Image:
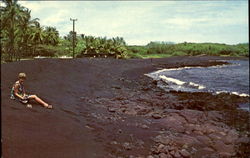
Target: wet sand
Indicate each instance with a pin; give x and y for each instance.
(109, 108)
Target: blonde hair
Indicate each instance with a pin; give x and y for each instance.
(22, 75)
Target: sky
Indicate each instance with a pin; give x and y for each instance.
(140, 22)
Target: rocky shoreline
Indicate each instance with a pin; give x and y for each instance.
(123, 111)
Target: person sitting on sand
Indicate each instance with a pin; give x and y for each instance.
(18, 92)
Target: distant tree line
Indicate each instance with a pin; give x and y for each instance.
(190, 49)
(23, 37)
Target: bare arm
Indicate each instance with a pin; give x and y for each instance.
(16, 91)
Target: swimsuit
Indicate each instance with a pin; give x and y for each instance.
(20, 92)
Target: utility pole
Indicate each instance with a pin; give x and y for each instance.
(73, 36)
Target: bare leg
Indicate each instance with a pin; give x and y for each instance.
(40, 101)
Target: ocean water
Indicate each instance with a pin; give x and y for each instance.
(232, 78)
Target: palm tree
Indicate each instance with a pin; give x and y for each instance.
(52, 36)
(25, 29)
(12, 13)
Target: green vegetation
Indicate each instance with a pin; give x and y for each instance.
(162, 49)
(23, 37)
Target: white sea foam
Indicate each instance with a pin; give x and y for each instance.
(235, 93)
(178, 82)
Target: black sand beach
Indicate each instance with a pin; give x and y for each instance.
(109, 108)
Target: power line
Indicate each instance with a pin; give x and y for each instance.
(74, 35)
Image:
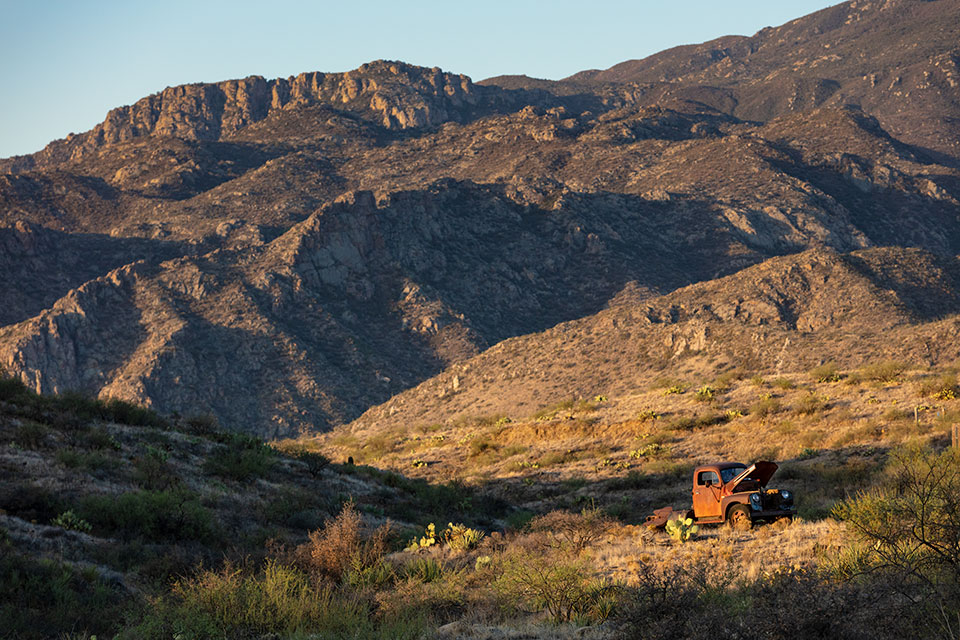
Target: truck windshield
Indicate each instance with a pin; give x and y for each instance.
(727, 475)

-------

Could you find each line in the entries that contains the string "sand" and copy it?

Target: wet sand
Target: person sitting on sand
Target: black sand beach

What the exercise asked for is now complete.